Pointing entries
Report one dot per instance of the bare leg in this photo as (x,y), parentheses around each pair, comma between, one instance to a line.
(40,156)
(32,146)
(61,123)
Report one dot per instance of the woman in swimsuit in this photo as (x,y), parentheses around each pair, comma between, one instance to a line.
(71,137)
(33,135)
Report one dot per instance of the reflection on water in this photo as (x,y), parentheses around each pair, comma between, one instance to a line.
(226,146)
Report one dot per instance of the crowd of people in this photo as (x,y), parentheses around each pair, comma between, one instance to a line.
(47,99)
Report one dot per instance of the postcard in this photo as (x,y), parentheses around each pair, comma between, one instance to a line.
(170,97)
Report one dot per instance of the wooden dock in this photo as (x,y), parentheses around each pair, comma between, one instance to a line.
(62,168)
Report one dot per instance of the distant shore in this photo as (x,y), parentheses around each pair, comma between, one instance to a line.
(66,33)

* * *

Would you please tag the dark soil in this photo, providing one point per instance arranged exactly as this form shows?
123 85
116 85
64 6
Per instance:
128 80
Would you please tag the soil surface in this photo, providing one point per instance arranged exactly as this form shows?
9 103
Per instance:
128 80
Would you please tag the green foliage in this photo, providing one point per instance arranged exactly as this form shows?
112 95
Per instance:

WHAT YOU ARE ASKED TO DO> Identify every line in the entries above that contains the string "exactly" with the same case, and copy each of those lines.

EXERCISE OUTPUT>
Would you please tag the dark soil in this photo, providing one point per instance arranged exactly as this form shows?
Would you please tag the soil surface in this photo, providing one point per instance arranged exactly as this form shows?
Would you please tag the green foliage in this photo, providing one point per instance arranged exactly as this form shows?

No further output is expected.